# What the task asks
Without any omission, reproduce the records that follow.

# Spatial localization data
>>>>

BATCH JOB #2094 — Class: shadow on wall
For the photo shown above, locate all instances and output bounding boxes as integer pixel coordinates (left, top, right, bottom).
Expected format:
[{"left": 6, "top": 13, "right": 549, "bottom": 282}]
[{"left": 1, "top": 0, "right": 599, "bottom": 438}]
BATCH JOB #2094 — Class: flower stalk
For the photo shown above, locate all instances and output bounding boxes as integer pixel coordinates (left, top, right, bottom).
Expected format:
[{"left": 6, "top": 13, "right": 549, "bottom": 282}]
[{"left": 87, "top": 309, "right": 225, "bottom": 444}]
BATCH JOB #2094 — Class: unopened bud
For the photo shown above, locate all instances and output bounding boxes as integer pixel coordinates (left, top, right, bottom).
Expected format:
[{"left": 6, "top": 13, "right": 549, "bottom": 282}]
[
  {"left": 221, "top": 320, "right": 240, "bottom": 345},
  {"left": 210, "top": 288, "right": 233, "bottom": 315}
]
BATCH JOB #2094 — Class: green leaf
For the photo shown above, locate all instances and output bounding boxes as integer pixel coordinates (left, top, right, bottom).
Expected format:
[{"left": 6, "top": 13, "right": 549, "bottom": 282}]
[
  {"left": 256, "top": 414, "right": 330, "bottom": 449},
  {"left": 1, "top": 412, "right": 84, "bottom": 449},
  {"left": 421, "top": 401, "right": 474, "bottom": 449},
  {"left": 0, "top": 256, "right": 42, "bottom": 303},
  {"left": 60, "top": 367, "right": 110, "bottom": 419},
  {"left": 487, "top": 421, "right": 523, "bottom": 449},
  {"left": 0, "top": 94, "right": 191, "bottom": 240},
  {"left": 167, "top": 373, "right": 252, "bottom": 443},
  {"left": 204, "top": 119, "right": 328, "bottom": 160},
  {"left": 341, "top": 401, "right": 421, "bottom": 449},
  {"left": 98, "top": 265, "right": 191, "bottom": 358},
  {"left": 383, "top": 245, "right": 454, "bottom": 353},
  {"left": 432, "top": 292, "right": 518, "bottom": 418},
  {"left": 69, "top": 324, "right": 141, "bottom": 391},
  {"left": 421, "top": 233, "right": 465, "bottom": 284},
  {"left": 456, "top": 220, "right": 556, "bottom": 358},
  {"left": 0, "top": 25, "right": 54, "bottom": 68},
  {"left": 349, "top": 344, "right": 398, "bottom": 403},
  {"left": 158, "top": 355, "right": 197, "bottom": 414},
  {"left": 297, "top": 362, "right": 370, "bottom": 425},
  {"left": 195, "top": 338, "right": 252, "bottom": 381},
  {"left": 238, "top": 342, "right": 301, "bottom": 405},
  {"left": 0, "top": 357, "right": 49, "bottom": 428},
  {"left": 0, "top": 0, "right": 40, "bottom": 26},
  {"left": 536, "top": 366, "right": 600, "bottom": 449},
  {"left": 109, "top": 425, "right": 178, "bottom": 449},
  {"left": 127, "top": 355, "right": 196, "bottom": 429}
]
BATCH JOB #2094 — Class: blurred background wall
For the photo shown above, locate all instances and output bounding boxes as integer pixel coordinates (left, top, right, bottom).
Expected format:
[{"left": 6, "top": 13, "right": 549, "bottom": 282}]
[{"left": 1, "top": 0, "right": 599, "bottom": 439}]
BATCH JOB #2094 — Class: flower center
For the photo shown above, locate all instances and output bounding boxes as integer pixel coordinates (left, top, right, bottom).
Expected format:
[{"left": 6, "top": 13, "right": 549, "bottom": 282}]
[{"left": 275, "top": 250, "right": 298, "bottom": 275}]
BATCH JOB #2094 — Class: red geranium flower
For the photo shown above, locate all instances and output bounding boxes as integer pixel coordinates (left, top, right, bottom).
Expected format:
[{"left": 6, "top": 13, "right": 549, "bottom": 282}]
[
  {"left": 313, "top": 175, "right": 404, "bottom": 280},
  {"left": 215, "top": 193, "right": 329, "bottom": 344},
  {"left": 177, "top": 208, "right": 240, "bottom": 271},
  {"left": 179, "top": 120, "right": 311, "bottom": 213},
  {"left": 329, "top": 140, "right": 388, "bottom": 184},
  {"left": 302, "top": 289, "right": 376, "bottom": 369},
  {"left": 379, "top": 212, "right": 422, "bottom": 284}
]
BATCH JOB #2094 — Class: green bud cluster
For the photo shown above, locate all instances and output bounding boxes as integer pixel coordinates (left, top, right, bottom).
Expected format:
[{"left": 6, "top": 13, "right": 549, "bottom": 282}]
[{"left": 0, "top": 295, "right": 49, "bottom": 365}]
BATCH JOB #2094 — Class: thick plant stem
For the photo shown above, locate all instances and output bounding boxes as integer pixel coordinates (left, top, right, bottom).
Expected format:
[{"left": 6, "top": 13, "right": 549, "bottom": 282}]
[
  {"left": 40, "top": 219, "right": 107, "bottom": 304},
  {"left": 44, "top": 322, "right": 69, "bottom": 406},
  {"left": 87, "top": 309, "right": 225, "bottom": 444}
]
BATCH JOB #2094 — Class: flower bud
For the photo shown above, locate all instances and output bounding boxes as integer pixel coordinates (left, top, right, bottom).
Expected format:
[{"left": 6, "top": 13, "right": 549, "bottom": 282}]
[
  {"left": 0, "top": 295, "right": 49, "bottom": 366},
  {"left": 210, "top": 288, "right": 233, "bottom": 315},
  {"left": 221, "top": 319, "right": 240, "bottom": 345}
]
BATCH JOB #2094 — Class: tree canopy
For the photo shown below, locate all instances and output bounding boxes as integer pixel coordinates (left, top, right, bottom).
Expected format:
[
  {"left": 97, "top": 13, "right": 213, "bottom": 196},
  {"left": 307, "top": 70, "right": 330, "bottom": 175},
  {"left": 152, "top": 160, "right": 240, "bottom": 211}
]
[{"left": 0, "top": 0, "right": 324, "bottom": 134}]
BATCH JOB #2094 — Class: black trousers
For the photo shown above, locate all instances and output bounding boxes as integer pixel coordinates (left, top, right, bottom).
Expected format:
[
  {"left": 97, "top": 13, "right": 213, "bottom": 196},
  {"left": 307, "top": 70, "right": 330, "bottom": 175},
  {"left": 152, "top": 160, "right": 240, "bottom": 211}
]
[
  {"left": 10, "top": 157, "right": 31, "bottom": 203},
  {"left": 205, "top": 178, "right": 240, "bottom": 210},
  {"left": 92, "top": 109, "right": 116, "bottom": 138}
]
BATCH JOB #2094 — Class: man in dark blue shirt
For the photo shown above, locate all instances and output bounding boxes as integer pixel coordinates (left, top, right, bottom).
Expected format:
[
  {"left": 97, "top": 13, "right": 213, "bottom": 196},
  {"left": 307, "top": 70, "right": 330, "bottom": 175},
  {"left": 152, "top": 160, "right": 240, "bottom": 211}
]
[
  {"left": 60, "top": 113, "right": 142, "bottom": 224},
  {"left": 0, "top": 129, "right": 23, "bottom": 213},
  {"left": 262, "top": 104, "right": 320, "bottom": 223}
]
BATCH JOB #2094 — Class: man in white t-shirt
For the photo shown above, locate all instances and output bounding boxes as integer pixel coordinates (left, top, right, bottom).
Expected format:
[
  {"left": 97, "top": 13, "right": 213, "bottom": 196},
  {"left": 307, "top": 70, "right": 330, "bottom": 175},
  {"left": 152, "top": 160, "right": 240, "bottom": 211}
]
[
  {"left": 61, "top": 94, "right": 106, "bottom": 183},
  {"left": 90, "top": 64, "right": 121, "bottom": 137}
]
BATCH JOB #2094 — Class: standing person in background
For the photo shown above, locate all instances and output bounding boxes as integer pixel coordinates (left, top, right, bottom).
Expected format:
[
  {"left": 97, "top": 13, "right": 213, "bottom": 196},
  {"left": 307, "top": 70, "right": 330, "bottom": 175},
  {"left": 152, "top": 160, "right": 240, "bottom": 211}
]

<<<<

# Task solution
BATCH JOB #2094 — Class: shadow on wall
For the photo shown above, locate all instances and output bounding boxes as integer pixel coordinates (left, top, right, bottom).
Expected format:
[{"left": 6, "top": 13, "right": 549, "bottom": 282}]
[{"left": 1, "top": 0, "right": 599, "bottom": 438}]
BATCH JOB #2094 — Class: flower stalk
For the photo shown above, locate all instances and output bounding boxes as integer pixel coordinates (left, top, right, bottom).
Expected format:
[{"left": 6, "top": 13, "right": 549, "bottom": 282}]
[{"left": 87, "top": 309, "right": 225, "bottom": 444}]
BATCH JOB #2094 — Class: unopened bud
For the photo shown above, locate all instances and output bounding boxes as integer pixel coordinates (left, top, right, bottom).
Expected format:
[{"left": 6, "top": 13, "right": 549, "bottom": 282}]
[
  {"left": 221, "top": 320, "right": 240, "bottom": 345},
  {"left": 210, "top": 288, "right": 233, "bottom": 315}
]
BATCH JOB #2094 — Class: green leaf
For the photo shown above, locate all instances and output bounding boxes as integer pixel coordinates (left, top, right, bottom).
Expected format:
[{"left": 6, "top": 13, "right": 549, "bottom": 282}]
[
  {"left": 256, "top": 414, "right": 330, "bottom": 449},
  {"left": 1, "top": 412, "right": 84, "bottom": 449},
  {"left": 421, "top": 401, "right": 474, "bottom": 449},
  {"left": 0, "top": 256, "right": 42, "bottom": 303},
  {"left": 60, "top": 367, "right": 110, "bottom": 419},
  {"left": 487, "top": 421, "right": 523, "bottom": 449},
  {"left": 0, "top": 94, "right": 191, "bottom": 240},
  {"left": 167, "top": 373, "right": 252, "bottom": 443},
  {"left": 204, "top": 119, "right": 328, "bottom": 160},
  {"left": 341, "top": 401, "right": 421, "bottom": 449},
  {"left": 98, "top": 265, "right": 191, "bottom": 358},
  {"left": 383, "top": 245, "right": 454, "bottom": 353},
  {"left": 432, "top": 292, "right": 518, "bottom": 418},
  {"left": 69, "top": 324, "right": 141, "bottom": 391},
  {"left": 421, "top": 233, "right": 465, "bottom": 284},
  {"left": 456, "top": 220, "right": 556, "bottom": 358},
  {"left": 0, "top": 25, "right": 54, "bottom": 68},
  {"left": 349, "top": 344, "right": 398, "bottom": 403},
  {"left": 158, "top": 355, "right": 197, "bottom": 414},
  {"left": 297, "top": 362, "right": 370, "bottom": 425},
  {"left": 195, "top": 338, "right": 252, "bottom": 381},
  {"left": 238, "top": 342, "right": 301, "bottom": 405},
  {"left": 0, "top": 357, "right": 49, "bottom": 428},
  {"left": 0, "top": 0, "right": 40, "bottom": 26},
  {"left": 536, "top": 366, "right": 600, "bottom": 449},
  {"left": 109, "top": 425, "right": 178, "bottom": 449},
  {"left": 127, "top": 355, "right": 196, "bottom": 429}
]
BATCH JOB #2094 — Class: blurred background wall
For the photo shown above, locate all instances and output bounding boxes as integer pixel coordinates (left, top, right, bottom).
Expected format:
[{"left": 6, "top": 13, "right": 549, "bottom": 282}]
[{"left": 1, "top": 0, "right": 599, "bottom": 439}]
BATCH JOB #2094 — Class: flower center
For the photo shown above, locate all instances and output bounding boxes as integer pixel coordinates (left, top, right, bottom).
Expected format:
[{"left": 6, "top": 13, "right": 549, "bottom": 282}]
[{"left": 275, "top": 250, "right": 298, "bottom": 275}]
BATCH JOB #2094 — Class: red geranium flower
For the photo shown above, locate all instances and output bounding boxes as integer pixel coordinates (left, top, right, bottom).
Expected format:
[{"left": 6, "top": 13, "right": 549, "bottom": 282}]
[
  {"left": 313, "top": 175, "right": 404, "bottom": 280},
  {"left": 215, "top": 193, "right": 329, "bottom": 344},
  {"left": 177, "top": 208, "right": 240, "bottom": 271},
  {"left": 179, "top": 120, "right": 311, "bottom": 213},
  {"left": 329, "top": 140, "right": 388, "bottom": 184},
  {"left": 302, "top": 289, "right": 376, "bottom": 369},
  {"left": 379, "top": 212, "right": 422, "bottom": 284}
]
BATCH JOB #2094 — Class: green bud cluster
For the photo shown above, locate all instances and output bounding boxes as integer pixel coordinates (left, top, right, bottom).
Expected format:
[{"left": 6, "top": 13, "right": 549, "bottom": 282}]
[{"left": 0, "top": 295, "right": 49, "bottom": 365}]
BATCH JOB #2094 — Class: thick plant stem
For the photo shown above, locate all instances and output bounding boxes as integer pixel coordinates (left, top, right, bottom).
Expected format:
[{"left": 6, "top": 13, "right": 549, "bottom": 282}]
[
  {"left": 40, "top": 219, "right": 107, "bottom": 304},
  {"left": 44, "top": 322, "right": 69, "bottom": 406},
  {"left": 87, "top": 309, "right": 225, "bottom": 444}
]
BATCH JOB #2094 — Class: flower bud
For the photo shown above, locate all instances and output bounding boxes as integer pixel coordinates (left, top, right, bottom).
Expected format:
[{"left": 6, "top": 13, "right": 549, "bottom": 282}]
[
  {"left": 0, "top": 295, "right": 49, "bottom": 366},
  {"left": 210, "top": 288, "right": 233, "bottom": 315},
  {"left": 221, "top": 319, "right": 240, "bottom": 345}
]
BATCH JOB #2094 — Class: tree canopy
For the photo shown below, locate all instances and output bounding boxes as integer pixel coordinates (left, top, right, bottom).
Expected format:
[
  {"left": 97, "top": 13, "right": 213, "bottom": 196},
  {"left": 307, "top": 70, "right": 330, "bottom": 175},
  {"left": 152, "top": 160, "right": 240, "bottom": 211}
]
[{"left": 0, "top": 0, "right": 324, "bottom": 134}]
BATCH JOB #2094 — Class: black trousers
For the photo shown above, locate all instances and output bounding boxes as integer pixel coordinates (left, top, right, bottom).
Expected format:
[
  {"left": 97, "top": 13, "right": 213, "bottom": 196},
  {"left": 307, "top": 70, "right": 330, "bottom": 175},
  {"left": 152, "top": 160, "right": 240, "bottom": 211}
]
[
  {"left": 10, "top": 157, "right": 31, "bottom": 203},
  {"left": 205, "top": 178, "right": 240, "bottom": 210},
  {"left": 92, "top": 109, "right": 116, "bottom": 138}
]
BATCH JOB #2094 — Class: man in dark blue shirt
For the photo shown above, locate all instances and output bounding boxes as integer pixel coordinates (left, top, right, bottom).
Expected format:
[
  {"left": 97, "top": 13, "right": 213, "bottom": 196},
  {"left": 307, "top": 70, "right": 330, "bottom": 175},
  {"left": 152, "top": 160, "right": 240, "bottom": 211}
]
[
  {"left": 60, "top": 113, "right": 142, "bottom": 224},
  {"left": 0, "top": 129, "right": 23, "bottom": 213},
  {"left": 262, "top": 104, "right": 320, "bottom": 223}
]
BATCH JOB #2094 — Class: man in white t-shirt
For the photo shown above, locate all instances and output bounding boxes as integer pixel coordinates (left, top, right, bottom).
Expected format:
[
  {"left": 97, "top": 13, "right": 213, "bottom": 196},
  {"left": 307, "top": 70, "right": 330, "bottom": 175},
  {"left": 152, "top": 160, "right": 240, "bottom": 211}
]
[
  {"left": 61, "top": 94, "right": 106, "bottom": 183},
  {"left": 90, "top": 64, "right": 121, "bottom": 137}
]
BATCH JOB #2094 — Class: standing person in background
For the photo shown above, locate all instances and output bounding boxes as integer pixel coordinates (left, top, right, bottom).
Expected format:
[
  {"left": 97, "top": 13, "right": 213, "bottom": 196},
  {"left": 307, "top": 70, "right": 330, "bottom": 175},
  {"left": 152, "top": 160, "right": 240, "bottom": 211}
]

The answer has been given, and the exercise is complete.